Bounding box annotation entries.
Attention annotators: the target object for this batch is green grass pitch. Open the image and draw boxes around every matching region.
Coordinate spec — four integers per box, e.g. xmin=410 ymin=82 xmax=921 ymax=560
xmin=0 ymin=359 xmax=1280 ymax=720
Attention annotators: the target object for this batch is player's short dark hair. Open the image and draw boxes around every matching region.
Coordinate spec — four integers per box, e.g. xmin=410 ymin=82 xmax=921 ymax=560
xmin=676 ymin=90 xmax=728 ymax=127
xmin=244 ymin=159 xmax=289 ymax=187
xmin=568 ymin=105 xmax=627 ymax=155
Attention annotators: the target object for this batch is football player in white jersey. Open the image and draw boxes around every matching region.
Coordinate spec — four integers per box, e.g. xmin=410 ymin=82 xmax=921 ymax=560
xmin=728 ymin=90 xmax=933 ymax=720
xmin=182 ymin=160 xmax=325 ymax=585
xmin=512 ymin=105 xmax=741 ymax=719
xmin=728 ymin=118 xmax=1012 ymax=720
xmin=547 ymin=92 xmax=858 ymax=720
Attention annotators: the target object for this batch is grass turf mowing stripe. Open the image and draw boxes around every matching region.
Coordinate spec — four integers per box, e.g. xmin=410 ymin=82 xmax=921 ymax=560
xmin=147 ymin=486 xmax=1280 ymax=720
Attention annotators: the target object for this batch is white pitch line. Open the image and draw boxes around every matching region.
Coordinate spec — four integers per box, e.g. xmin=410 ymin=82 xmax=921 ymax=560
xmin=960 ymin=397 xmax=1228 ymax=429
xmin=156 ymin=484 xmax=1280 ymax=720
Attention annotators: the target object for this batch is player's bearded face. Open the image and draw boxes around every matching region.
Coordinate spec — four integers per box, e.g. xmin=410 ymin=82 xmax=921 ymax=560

WHAT IS BEING ASKED. Retype the items without any change, starting with the line that contains "Attention annotators: the target object for this batch is white" and going on through the line that contains "xmin=156 ymin=484 xmax=1280 ymax=720".

SOLUTION FOR THIS TASK.
Attention annotators: the target object for this batch is white pitch line. Open the image and draw boxes around every matching region.
Coordinate spec — four integers per box, e.g. xmin=410 ymin=82 xmax=921 ymax=560
xmin=960 ymin=397 xmax=1228 ymax=429
xmin=156 ymin=484 xmax=1280 ymax=720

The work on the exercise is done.